→ Given problem
Copy out the data below unchanged, except that every "thin protruding part" becomes "thin part that sticks out".

→ Task material
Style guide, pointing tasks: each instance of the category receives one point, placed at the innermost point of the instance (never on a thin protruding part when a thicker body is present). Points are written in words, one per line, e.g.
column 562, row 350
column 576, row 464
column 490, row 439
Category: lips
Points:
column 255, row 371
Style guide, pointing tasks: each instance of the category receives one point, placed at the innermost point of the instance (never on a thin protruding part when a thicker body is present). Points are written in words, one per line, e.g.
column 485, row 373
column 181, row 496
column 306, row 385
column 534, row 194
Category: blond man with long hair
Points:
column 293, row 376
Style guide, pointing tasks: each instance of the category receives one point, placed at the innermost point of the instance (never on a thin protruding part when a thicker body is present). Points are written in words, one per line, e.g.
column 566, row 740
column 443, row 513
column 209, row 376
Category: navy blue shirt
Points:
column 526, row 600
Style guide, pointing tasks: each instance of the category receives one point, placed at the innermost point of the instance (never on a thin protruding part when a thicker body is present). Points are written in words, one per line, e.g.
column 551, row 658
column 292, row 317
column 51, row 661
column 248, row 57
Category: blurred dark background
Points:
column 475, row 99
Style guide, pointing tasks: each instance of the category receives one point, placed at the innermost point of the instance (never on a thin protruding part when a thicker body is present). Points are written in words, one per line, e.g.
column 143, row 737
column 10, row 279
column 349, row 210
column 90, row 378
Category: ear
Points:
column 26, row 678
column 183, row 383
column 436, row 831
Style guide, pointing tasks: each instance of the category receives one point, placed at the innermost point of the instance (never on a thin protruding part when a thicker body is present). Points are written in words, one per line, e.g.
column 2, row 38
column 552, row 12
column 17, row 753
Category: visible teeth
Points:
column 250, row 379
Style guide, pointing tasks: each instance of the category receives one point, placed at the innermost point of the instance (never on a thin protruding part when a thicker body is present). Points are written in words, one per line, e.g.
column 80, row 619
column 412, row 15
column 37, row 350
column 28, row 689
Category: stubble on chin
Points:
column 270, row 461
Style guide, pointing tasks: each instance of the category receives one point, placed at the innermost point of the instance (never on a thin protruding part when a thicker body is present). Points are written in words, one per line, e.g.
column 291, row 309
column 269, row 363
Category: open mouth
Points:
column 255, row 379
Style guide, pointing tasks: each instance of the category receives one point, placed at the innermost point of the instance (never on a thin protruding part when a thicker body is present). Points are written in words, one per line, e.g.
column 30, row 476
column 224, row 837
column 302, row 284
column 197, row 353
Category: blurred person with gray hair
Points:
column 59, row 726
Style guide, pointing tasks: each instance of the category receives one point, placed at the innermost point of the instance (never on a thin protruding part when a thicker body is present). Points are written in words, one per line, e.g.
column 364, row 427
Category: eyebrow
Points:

→ Result of the task
Style guide, pointing tasks: each instance of the category receives one point, placed at the innermost point of the instance (never on a thin part that sticks out when a thicker body is present). Points are written in words, one per line, e.g.
column 562, row 350
column 576, row 464
column 490, row 439
Category: lips
Points:
column 255, row 371
Style guide, pointing tasks: each instance of the category receives one point, placed at the innermost point of the instance (never on a thin part that sticks out when a thicker body is present). Points are written in words, one per line, e.g.
column 485, row 373
column 181, row 496
column 306, row 385
column 534, row 194
Category: blond man with long hair
Points:
column 293, row 376
Style guide, pointing tasks: each instance of the category receives one point, placed at the innermost point of the instance (never on a thin part that sticks out when a thicker body is present). Points are written in words, one per line, e.g.
column 566, row 740
column 443, row 513
column 209, row 376
Category: navy blue shirt
Points:
column 526, row 600
Style guide, pointing tasks: each instance of the category receives one point, placed at the innermost point of the instance (never on a thin part that sticks out when a thicker body is present). Points are written in words, one per line, e.g.
column 551, row 658
column 292, row 317
column 51, row 661
column 248, row 57
Category: blurred dark background
Points:
column 475, row 99
Style guide, pointing tasks: each instance of the category receives one point, placed at the innermost point of the instance (never on a thin part that sticks out when a thicker body is present). Points are written in words, one per line, e.g.
column 143, row 737
column 10, row 279
column 349, row 210
column 90, row 378
Category: ear
Points:
column 26, row 678
column 183, row 383
column 436, row 831
Style guide, pointing tasks: each instance of the category receives one point, placed at the innermost point of the instance (never on a thin part that sticks out when a thicker body is present). Points are written in words, one per line, e.g.
column 2, row 38
column 552, row 12
column 17, row 753
Category: visible teeth
Points:
column 250, row 379
Style guide, pointing tasks: each instance of the category receives one point, placed at the innermost point of the instance (never on a thin part that sticks out when a thicker body is present). Points are written in words, one per line, e.g.
column 80, row 619
column 412, row 15
column 37, row 350
column 28, row 689
Category: stubble on chin
Points:
column 270, row 461
Style guide, pointing tasks: each instance of the category receives one point, placed at the innermost point of the instance (never on a thin part that sticks out when a thicker body is present). Points are written in words, one per line, e.g.
column 291, row 309
column 269, row 363
Category: open mouth
Points:
column 255, row 379
Style guide, pointing tasks: each instance of the category receives one point, placed at the innermost point of the instance (never on a thin part that sticks out when a thicker body is present). Points are written in words, one per line, e.g.
column 30, row 476
column 224, row 837
column 302, row 284
column 197, row 353
Category: blurred person with gray hair
Points:
column 59, row 726
Style guide, pointing tasks: each instance of the category receives one point, placed at the innermost point of the instance (never on a thin part that sticks out when a thicker body is present). Points are written in words, one per line, e.g.
column 364, row 427
Category: eyebrow
Points:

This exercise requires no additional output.